■ **Aim of the exercise**: Output only the lines from the one holding "Question. The photo above holds the turmeric" to the end of the data below, please, copied exactly.

(Dataset records about object locations)

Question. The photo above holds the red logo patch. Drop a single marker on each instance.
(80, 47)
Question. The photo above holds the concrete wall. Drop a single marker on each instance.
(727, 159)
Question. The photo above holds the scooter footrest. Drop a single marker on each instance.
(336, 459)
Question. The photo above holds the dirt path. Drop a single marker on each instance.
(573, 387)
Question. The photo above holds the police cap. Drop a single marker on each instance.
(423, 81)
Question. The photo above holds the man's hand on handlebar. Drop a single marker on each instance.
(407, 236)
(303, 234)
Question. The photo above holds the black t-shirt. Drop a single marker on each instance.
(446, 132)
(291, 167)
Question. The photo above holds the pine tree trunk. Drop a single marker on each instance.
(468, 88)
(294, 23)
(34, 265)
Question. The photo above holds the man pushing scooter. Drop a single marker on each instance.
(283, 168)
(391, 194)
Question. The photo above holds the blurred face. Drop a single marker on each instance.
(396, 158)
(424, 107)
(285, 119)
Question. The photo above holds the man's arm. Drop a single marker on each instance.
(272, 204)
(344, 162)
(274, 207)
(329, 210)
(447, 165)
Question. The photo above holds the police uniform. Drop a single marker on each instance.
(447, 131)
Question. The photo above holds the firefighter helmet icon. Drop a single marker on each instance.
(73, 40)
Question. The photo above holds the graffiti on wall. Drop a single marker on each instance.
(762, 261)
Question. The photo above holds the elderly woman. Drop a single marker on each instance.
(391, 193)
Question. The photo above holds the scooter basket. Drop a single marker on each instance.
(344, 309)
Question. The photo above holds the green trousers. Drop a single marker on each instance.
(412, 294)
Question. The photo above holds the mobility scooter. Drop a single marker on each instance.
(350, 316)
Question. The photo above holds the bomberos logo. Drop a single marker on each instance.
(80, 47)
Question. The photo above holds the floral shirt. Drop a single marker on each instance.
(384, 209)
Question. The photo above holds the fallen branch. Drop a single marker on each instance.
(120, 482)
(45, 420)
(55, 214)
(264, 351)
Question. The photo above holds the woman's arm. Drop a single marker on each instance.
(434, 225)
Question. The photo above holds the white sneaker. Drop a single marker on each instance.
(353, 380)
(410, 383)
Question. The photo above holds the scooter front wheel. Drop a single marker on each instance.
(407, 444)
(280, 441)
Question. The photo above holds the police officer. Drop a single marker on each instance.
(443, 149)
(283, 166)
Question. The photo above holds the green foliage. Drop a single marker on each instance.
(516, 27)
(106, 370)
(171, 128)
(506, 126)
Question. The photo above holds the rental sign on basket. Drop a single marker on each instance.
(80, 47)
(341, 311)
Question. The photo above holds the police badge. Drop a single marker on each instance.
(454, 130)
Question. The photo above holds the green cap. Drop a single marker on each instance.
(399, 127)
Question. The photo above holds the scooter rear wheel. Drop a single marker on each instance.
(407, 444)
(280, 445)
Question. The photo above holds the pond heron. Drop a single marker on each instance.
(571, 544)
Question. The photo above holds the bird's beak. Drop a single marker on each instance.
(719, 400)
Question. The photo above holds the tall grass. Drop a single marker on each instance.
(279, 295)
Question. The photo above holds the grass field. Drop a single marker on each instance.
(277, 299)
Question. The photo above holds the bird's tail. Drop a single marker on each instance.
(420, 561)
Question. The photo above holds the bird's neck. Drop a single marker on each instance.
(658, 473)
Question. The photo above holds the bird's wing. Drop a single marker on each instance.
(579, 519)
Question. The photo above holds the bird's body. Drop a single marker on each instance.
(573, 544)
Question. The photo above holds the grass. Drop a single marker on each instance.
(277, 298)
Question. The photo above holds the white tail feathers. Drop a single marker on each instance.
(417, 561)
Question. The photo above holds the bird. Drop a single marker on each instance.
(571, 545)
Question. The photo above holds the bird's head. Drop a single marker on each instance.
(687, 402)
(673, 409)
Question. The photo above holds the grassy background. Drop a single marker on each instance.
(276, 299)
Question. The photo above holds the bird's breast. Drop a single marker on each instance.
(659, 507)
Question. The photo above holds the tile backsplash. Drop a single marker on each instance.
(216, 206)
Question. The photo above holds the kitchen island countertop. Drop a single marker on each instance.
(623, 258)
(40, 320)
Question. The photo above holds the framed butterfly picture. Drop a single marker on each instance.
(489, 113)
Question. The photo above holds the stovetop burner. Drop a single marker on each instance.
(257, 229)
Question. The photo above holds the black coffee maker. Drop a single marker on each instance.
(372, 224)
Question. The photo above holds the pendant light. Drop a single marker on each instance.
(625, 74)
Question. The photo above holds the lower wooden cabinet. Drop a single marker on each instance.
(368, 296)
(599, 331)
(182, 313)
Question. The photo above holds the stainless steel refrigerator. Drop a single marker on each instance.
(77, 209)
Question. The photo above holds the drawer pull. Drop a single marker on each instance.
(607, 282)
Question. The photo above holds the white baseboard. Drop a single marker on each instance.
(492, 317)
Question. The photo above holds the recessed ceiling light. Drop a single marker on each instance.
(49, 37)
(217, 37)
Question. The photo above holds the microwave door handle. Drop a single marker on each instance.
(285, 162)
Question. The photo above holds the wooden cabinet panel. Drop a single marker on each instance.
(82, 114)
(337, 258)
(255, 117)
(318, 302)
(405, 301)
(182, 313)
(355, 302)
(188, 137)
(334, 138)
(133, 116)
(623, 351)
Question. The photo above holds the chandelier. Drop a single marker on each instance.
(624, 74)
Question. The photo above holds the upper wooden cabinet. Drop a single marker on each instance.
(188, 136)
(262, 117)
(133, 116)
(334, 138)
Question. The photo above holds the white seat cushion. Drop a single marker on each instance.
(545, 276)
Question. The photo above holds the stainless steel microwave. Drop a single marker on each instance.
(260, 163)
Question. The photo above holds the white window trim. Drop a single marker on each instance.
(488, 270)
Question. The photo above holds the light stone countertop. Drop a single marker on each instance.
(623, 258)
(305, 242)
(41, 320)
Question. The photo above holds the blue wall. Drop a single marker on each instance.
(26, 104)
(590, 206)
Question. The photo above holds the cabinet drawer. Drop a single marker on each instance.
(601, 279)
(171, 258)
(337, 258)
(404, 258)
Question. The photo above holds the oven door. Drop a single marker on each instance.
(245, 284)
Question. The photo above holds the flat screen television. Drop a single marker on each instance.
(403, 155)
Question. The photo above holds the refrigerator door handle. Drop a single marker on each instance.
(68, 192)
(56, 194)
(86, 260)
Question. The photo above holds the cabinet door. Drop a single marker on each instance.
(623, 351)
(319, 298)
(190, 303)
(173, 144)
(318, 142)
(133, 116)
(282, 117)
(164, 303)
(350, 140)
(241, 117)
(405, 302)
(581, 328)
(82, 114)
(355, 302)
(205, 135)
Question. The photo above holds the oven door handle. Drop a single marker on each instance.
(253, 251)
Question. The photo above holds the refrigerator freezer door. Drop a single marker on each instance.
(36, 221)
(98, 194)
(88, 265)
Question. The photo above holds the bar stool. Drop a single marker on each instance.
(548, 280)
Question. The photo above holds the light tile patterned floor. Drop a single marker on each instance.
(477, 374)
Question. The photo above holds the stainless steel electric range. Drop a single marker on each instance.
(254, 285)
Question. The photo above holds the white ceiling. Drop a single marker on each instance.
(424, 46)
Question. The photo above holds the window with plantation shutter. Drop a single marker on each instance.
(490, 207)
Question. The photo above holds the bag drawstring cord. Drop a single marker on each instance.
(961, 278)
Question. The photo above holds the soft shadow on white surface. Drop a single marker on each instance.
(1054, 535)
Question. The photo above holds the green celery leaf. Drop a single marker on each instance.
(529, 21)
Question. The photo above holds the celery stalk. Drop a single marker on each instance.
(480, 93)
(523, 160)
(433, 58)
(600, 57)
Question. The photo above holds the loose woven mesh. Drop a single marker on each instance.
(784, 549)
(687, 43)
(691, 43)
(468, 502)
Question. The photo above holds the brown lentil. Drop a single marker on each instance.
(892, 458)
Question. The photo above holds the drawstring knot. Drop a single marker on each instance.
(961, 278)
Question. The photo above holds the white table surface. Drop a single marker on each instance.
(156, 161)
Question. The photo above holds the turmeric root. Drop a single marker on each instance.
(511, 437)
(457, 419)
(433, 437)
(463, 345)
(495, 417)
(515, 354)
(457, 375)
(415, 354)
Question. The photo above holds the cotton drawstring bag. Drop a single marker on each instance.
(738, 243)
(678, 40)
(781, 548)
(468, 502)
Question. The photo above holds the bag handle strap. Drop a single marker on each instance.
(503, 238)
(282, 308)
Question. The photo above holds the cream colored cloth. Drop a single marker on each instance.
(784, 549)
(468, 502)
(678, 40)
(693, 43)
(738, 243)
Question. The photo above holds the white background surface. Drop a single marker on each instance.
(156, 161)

■ **Full answer**:
Question. The photo above holds the turmeric root. Drop a single marker on each instance.
(511, 437)
(457, 419)
(433, 437)
(463, 345)
(495, 417)
(515, 354)
(457, 375)
(415, 354)
Question. The photo above holds the cotton drawstring bag. Drop a single marker on each instance.
(738, 243)
(678, 40)
(781, 548)
(468, 502)
Question. The photo above holds the bag handle strap. Drop a single marker on each instance.
(503, 238)
(282, 308)
Question. The photo above holds the cream colored cloth. Drop a single marker on each instance.
(784, 549)
(468, 502)
(678, 40)
(693, 43)
(738, 243)
Question. The photo above holds the white background surface. Drop a single marker on each instance.
(156, 161)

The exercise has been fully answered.